>> Begin RECORDS FOR PROCESSING

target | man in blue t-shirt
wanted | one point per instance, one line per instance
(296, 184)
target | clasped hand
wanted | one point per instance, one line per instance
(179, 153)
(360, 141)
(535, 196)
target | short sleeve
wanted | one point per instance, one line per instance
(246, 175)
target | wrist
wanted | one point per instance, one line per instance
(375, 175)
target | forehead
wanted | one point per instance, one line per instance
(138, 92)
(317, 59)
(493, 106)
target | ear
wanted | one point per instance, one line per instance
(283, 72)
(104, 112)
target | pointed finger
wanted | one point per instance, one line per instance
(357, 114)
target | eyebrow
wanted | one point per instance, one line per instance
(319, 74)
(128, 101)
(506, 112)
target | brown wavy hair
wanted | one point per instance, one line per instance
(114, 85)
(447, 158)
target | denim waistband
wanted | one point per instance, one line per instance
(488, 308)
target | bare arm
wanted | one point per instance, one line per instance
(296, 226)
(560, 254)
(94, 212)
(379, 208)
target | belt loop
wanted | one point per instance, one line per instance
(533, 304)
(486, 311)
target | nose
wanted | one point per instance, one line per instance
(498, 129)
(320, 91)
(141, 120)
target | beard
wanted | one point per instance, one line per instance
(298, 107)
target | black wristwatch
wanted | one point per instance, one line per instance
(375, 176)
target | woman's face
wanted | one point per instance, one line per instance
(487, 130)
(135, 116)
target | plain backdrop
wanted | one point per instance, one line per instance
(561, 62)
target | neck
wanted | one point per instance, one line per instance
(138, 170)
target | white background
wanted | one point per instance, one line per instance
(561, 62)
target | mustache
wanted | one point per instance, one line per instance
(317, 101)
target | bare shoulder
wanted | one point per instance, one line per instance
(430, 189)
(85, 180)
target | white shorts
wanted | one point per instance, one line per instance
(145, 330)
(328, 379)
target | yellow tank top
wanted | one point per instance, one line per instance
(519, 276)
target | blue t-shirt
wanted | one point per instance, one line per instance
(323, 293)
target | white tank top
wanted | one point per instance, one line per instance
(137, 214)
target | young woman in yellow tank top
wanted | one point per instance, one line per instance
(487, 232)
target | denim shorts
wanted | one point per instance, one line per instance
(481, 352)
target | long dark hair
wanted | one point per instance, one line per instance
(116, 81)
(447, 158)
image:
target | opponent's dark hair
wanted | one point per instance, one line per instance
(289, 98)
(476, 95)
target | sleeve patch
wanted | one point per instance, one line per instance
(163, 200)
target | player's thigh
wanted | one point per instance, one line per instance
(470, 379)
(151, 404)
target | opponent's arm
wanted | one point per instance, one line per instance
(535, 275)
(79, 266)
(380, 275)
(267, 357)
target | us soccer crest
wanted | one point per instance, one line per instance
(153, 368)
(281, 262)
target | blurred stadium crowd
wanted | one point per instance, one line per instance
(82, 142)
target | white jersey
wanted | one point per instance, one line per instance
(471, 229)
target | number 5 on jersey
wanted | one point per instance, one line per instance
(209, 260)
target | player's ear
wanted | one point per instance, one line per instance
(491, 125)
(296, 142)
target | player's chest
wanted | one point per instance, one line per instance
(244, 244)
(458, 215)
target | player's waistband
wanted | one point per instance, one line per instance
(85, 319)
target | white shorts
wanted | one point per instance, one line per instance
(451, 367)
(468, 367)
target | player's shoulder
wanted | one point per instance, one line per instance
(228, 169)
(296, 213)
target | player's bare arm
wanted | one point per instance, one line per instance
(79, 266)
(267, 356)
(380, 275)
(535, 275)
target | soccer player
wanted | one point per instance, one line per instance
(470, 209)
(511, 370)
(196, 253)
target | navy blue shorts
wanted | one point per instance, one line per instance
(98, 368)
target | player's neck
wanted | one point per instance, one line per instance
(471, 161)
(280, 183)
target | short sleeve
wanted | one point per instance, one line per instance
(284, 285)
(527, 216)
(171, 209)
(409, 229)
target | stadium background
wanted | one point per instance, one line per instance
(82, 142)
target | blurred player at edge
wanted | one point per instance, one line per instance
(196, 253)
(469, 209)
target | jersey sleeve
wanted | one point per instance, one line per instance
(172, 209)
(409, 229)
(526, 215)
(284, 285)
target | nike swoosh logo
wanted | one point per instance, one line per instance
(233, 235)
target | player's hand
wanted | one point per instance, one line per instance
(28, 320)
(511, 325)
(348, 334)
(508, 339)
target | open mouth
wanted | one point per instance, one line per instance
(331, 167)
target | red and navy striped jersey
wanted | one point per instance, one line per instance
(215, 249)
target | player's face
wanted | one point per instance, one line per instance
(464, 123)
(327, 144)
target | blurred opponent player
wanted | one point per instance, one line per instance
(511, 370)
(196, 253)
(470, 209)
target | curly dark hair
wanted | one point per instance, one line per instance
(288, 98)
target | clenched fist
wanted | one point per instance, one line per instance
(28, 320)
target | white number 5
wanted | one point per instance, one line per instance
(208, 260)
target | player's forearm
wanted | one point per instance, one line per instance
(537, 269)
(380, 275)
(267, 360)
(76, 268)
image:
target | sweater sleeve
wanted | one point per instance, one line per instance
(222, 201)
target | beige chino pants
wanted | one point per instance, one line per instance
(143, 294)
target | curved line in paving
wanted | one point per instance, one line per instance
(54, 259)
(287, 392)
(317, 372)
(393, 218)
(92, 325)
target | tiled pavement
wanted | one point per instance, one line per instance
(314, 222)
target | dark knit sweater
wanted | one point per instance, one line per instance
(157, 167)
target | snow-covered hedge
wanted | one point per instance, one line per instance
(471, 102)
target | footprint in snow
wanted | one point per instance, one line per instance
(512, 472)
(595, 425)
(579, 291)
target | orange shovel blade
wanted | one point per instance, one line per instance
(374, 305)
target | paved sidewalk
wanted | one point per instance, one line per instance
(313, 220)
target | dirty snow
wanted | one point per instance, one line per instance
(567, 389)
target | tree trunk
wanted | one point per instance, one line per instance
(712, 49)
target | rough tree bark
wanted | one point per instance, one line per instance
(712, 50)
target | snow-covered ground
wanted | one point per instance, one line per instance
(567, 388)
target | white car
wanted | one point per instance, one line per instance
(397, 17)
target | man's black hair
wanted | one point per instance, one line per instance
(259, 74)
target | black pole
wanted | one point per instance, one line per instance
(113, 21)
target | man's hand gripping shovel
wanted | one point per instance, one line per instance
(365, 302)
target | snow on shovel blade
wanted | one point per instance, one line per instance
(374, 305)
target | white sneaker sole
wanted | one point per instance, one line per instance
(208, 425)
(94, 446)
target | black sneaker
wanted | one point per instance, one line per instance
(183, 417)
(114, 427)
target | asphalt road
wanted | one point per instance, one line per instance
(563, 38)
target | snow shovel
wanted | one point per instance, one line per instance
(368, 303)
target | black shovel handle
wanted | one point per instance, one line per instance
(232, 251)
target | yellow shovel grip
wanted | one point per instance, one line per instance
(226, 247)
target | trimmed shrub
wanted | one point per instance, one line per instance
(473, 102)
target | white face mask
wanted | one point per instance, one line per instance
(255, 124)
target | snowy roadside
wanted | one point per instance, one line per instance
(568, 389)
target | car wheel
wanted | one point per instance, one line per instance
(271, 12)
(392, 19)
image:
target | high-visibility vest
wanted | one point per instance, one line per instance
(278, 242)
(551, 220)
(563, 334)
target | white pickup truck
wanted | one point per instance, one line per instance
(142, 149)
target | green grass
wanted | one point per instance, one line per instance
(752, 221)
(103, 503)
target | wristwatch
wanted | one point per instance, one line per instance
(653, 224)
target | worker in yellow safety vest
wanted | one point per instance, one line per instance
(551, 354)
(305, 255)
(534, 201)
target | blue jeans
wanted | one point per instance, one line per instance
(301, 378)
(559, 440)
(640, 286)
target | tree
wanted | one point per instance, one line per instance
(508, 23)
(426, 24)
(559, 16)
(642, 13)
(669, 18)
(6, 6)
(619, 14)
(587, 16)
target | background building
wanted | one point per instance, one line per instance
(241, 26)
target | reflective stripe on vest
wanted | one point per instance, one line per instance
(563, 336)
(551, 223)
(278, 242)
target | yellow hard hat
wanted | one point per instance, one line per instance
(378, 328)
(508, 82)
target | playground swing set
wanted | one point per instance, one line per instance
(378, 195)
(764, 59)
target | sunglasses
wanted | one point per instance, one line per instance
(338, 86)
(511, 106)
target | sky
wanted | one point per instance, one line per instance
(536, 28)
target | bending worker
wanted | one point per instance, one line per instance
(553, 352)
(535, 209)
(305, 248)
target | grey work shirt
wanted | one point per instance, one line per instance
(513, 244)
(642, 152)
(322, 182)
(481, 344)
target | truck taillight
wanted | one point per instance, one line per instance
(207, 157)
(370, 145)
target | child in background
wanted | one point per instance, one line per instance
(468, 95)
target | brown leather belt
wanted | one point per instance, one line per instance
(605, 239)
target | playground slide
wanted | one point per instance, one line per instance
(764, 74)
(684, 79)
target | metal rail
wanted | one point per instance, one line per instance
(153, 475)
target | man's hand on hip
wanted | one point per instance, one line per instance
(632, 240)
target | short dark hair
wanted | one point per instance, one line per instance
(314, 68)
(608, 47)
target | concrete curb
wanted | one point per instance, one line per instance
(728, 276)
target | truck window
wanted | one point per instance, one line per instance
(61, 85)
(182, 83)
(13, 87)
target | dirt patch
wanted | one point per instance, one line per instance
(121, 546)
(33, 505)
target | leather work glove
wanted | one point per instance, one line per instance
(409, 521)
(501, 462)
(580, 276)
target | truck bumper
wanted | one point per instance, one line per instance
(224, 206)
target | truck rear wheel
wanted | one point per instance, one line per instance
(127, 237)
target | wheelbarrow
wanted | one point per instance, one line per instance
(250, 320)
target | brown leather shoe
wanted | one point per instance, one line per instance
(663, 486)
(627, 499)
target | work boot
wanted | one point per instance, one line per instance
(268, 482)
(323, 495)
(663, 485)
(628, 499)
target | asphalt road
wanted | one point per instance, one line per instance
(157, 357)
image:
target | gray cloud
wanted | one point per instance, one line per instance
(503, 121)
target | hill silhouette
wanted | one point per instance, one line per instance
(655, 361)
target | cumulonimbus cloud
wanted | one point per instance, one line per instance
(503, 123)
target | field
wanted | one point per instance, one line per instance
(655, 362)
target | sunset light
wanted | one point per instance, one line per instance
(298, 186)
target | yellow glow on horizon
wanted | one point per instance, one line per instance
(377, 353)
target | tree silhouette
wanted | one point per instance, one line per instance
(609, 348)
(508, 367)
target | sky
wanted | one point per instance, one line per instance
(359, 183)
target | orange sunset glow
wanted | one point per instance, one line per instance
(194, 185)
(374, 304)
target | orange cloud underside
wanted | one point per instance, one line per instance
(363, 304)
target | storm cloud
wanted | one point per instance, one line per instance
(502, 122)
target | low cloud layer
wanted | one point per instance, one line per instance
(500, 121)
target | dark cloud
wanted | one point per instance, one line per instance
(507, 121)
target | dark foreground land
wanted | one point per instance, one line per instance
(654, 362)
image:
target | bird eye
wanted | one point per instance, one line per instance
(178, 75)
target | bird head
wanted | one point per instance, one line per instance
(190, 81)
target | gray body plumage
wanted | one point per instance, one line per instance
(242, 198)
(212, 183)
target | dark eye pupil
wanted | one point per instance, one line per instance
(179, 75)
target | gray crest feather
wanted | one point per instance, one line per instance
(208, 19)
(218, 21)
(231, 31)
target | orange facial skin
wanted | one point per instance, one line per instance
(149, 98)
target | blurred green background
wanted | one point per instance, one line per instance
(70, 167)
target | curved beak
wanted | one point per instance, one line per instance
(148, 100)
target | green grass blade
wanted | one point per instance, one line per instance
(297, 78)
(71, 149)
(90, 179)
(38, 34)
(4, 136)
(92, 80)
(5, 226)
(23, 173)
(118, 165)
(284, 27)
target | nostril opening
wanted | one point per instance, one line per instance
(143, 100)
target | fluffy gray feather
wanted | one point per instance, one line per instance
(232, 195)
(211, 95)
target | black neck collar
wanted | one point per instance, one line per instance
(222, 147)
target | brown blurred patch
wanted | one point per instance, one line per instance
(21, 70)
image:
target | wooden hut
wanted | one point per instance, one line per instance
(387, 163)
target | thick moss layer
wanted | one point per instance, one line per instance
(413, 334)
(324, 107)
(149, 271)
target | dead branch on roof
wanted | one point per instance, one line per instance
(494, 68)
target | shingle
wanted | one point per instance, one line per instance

>> End RECORDS FOR PROCESSING

■ **EXERCISE DIRECTIONS**:
Which lines run from the one containing "target | bird head" to the end of the entries above? Quote exactly those, and only those.

■ **RESULT FOR THIS TASK**:
target | bird head
wanted | one point per instance, one line per instance
(190, 81)
target | gray body plumage
wanted | one point per instance, one line per instance
(242, 198)
(212, 183)
target | dark eye pupil
wanted | one point per instance, one line per instance
(179, 75)
target | gray crest feather
wanted | one point per instance, one line per instance
(208, 19)
(218, 21)
(231, 31)
target | orange facial skin
wanted | one point per instance, one line per instance
(149, 98)
target | blurred green background
wanted | one point per instance, one line per instance
(70, 167)
target | curved beak
wanted | one point per instance, one line per instance
(148, 100)
target | green grass blade
wanted | one point per instance, one line per instance
(297, 78)
(71, 149)
(90, 179)
(38, 34)
(4, 136)
(92, 80)
(5, 226)
(23, 173)
(118, 165)
(284, 27)
target | nostril opening
wanted | one point per instance, one line per instance
(143, 100)
target | fluffy gray feather
wanted | one point per instance, one line per instance
(232, 195)
(211, 95)
target | black neck collar
wanted | one point per instance, one line per instance
(222, 147)
target | brown blurred patch
wanted | one point per instance, one line per instance
(21, 70)
image:
target | wooden hut
wanted | one point per instance, one line per instance
(387, 163)
target | thick moss layer
wanted | one point per instance, one line per instance
(413, 334)
(324, 107)
(149, 271)
target | dead branch on roof
wanted | one point per instance, one line per instance
(494, 68)
target | shingle
wanted | one point per instance, one line per instance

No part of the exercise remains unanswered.